## Page excerpt
-=-=-=-=-
Presented by: Ya Lea Wang
View Abstract
Characterization of gut viral communities is of great importance: there are enormous viruses living in human gut – equaling or exceeding the number of human cells, whereas the majority of this population remain uncharacterized. Molecular and computational methods have both been utilized in previous studies to isolate and quantify the viral portion of microbial communities.
These have ranged from experimental approaches that isolate virus-like particles (VLPs), to the analysis platforms profiling the compositions and functions of viral communities. However, these studies mostly focused on analyzing the resulting viral communities without systematic evaluations of the isolation strategy. Particularly, it often remains unclear whether the selected protocol could efficiently remove bacterial-originated nucleic acids while leaving the viral potion unaffected.
Here, we present our work in optimizing and validating a workflow for the isolation of virus-like particles from gut microbial communities with thorough evaluation of different experimental parameters known to potentially affect viral extraction, including storage buffer, filtration combinations, methods for nucleic acid concentration after filtration, and various enzymatic treatments. Different combinations of the above parameters were first evaluated in stool samples spiked with simple synthetic viral communities comprising an sRNA phage (MS2) and a dsDNA phage (T4), to find out a combination with the highest purification efficiency as well as the minimum impact on the spiked viruses. The optimized protocol was then applied in more complicated mock viral communities consisting of more complexed viruses representing several common viral families in the gut (i.e. T4, T1, P1, PhiX174 and MS2). Stool samples were spiked with these mock communities, to see if the VLP isolation protocol caused any differential bias to different families of viruses. Results showing that the optimized VLP isolation protocol efficiently reduces the signals from bacterial communities (16S rRNA genes) from ~105 copies/ml to undetectable in mock communities. By comparison, minimal variations were observed in virus copies between whole communities vs. VLP concentrated communities. When applied in stool samples spiked with synthetic viral communities, the protocol depleted bacterial signals by approximately 100 fold. P1, T1 and T4 phages were depleted in VLP concentrated communities, while PhiX174 and MS2 phages were slightly enriched. This differentiation is likely introduced by the detection method (i.e. qPCR) rather than the protocol itself, given that the quantification of viruses varied greatly across different measurements.
-=-=-=-=-
## Supplied material
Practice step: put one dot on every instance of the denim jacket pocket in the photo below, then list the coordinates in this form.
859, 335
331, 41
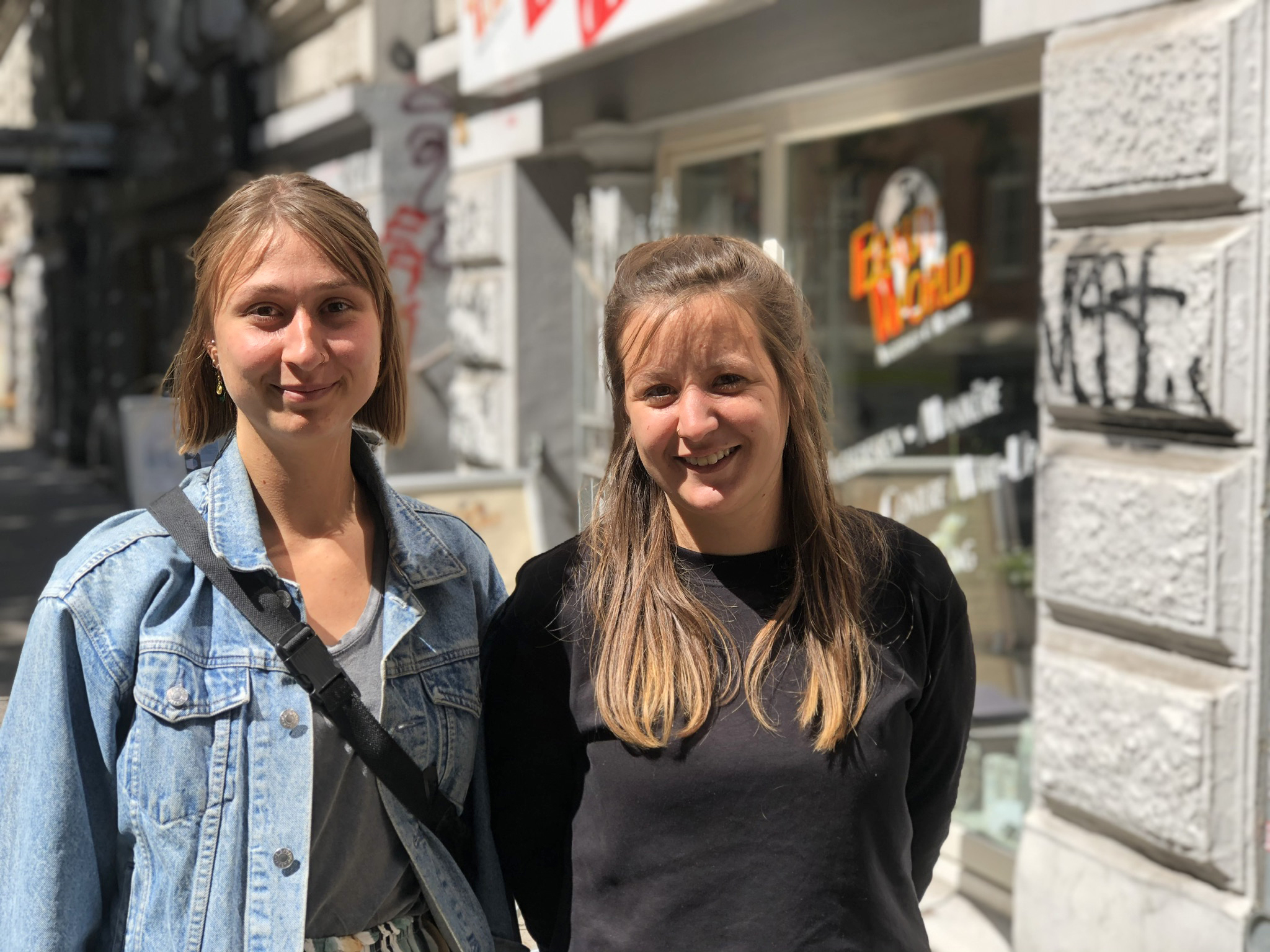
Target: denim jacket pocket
442, 716
187, 730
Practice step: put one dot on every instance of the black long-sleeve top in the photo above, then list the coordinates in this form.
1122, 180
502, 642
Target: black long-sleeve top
737, 837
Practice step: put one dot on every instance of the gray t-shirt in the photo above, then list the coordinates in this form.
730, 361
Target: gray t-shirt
360, 874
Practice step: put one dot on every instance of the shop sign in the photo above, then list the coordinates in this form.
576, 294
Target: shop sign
506, 42
901, 260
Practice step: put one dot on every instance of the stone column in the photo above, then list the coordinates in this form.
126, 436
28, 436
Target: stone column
1147, 827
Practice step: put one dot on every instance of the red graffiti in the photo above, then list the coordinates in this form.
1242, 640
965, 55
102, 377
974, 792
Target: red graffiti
414, 238
593, 14
402, 247
534, 9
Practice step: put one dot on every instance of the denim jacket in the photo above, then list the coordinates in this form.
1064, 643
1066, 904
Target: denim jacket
151, 796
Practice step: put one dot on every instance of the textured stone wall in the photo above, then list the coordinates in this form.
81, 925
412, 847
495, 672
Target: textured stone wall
1145, 829
482, 315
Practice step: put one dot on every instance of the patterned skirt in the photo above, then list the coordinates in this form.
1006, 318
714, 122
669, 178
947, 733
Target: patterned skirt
407, 935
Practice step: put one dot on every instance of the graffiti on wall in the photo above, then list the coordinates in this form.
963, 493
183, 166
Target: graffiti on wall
414, 235
1106, 295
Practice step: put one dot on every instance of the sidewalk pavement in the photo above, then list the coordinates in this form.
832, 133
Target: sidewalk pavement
45, 508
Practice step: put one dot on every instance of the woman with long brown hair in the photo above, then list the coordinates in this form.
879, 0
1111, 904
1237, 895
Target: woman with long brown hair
730, 714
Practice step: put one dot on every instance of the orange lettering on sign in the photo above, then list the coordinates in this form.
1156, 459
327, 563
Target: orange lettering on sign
876, 264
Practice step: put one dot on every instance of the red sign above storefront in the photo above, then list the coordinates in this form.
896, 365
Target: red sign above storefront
510, 45
592, 17
534, 9
901, 260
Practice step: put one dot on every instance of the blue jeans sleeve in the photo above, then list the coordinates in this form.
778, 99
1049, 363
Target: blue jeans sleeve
59, 827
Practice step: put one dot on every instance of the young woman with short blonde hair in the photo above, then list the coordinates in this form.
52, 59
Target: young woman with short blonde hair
166, 780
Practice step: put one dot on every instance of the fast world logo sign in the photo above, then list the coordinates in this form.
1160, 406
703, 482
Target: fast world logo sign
901, 262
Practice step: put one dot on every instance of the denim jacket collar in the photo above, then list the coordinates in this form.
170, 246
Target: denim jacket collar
234, 526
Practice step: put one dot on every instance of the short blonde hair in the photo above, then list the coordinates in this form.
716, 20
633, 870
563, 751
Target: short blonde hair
238, 230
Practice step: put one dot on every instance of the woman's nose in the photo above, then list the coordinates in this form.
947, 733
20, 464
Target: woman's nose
696, 416
304, 345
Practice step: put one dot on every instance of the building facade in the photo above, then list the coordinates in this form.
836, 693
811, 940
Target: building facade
1032, 236
191, 99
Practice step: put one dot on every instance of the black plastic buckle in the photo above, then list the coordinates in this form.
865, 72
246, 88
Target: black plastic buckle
311, 664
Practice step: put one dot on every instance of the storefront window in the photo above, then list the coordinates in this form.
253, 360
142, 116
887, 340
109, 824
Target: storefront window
721, 198
917, 247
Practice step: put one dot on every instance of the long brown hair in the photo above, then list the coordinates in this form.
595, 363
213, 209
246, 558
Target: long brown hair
239, 230
660, 658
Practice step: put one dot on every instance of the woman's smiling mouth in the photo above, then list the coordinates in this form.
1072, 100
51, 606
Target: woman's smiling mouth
300, 393
710, 458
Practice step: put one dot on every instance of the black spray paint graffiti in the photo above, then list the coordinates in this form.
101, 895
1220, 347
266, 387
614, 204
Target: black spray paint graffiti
1098, 288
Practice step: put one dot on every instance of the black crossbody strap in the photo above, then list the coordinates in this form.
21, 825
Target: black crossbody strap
311, 664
-=-=-=-=-
## Activity list
- a) Translate this sentence from the abstract on isolating gut virus-like particles into Spanish: "However, these studies mostly focused on analyzing the resulting viral communities without systematic evaluations of the isolation strategy."
- b) Extend the abstract on isolating gut virus-like particles by writing a few more sentences that pick up after its final sentence.

## Responses by task
- a) Sin embargo, estos estudios se centraron principalmente en analizar las comunidades virales resultantes sin evaluaciones sistemáticas de la estrategia de aislamiento.

- b)
We are currently continuing this work to further validate this VLP isolation protocol using shotgun metagenomic and metatranscriptomic sequencing in spiked stool samples (as above) and in stool samples collected from preemie babies, as well as to develop optimized computational approaches for the taxonomic and functional profiling of gut viral communities. These can circumvent some of the current limitations of the VLP isolation protocol, providing a complementary view of viral communities, and directly observing functional activities involved in the gut-virome-bacteriome interaction.